▶ _Materials provided_
Start
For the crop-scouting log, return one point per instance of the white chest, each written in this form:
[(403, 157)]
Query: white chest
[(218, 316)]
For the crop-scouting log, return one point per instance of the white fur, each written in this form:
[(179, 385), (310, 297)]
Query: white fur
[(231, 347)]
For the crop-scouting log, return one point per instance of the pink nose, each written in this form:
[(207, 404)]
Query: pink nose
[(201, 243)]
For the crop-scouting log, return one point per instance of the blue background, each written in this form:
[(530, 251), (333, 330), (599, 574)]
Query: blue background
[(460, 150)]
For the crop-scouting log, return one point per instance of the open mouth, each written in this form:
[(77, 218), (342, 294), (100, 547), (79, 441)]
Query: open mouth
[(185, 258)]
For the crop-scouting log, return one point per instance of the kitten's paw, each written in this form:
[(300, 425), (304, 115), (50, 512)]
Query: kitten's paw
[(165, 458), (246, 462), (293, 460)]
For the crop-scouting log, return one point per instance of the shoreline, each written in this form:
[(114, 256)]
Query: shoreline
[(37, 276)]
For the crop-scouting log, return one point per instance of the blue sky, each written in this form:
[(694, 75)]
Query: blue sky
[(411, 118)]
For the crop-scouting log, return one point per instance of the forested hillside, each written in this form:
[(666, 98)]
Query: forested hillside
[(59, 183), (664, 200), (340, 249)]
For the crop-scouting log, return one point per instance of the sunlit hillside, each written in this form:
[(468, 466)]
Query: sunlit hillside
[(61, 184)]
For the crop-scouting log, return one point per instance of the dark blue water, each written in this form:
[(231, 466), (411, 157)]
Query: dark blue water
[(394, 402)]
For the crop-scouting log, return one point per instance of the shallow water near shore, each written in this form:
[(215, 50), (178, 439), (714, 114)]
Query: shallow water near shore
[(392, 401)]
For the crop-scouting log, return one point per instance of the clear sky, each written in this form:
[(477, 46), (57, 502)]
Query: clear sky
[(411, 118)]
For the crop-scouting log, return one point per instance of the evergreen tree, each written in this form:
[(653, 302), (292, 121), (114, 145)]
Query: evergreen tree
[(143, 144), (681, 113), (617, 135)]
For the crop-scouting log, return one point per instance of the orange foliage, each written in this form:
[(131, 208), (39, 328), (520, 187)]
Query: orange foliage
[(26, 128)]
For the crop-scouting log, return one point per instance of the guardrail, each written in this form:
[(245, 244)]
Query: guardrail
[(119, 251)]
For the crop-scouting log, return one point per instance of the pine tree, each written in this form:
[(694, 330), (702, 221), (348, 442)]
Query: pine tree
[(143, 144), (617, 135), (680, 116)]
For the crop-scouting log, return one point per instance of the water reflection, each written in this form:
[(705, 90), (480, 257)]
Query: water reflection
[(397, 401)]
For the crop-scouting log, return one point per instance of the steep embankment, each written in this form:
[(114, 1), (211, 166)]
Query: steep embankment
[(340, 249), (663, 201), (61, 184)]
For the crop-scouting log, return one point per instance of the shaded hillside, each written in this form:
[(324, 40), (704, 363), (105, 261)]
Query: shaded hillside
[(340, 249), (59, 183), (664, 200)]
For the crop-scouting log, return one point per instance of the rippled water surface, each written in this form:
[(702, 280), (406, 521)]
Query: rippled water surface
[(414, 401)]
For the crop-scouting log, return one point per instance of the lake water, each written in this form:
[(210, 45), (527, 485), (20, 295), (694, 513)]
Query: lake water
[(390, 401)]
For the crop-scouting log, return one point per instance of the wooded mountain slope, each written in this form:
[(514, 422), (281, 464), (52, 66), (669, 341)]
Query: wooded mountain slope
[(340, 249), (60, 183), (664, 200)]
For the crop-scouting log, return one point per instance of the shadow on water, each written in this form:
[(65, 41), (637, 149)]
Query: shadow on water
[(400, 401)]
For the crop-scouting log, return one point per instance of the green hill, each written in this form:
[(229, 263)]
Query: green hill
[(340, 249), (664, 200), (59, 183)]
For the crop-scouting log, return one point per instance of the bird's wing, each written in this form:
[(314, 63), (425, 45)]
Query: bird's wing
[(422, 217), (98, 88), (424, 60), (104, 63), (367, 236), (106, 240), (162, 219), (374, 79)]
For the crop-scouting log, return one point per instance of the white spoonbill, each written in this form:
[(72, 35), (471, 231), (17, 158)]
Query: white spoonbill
End
▶ _Written problem_
Copy out only the stretch of records from the line containing "of the dark" through the line containing "[(26, 128)]", requests included, and shift every coordinate in the answers up by 125.

▶ _Solution to the exercise_
For the crop-scouting log, return one point per instance of the dark blue water, each written in this form:
[(231, 466), (411, 157)]
Query: dark blue water
[(519, 527)]
For the crop-scouting log, return one point per instance of the shallow water near shore, each written in this form:
[(215, 50), (178, 439), (714, 114)]
Query: shallow water near shore
[(517, 526)]
For the crop-scouting log, return one point per instance of the clear sky, each written in this form:
[(477, 46), (57, 502)]
Query: clear sky
[(536, 243)]
For the crop-scouting log, return one point per instance of the evergreen tree, each written in this form:
[(653, 302), (292, 121), (114, 145)]
Query: evergreen tree
[(268, 269), (806, 238), (742, 260)]
For the crop-scouting log, return one point per instance of the orange foliage, each written in this form:
[(131, 208), (39, 328), (520, 187)]
Query: orange foliage
[(151, 253)]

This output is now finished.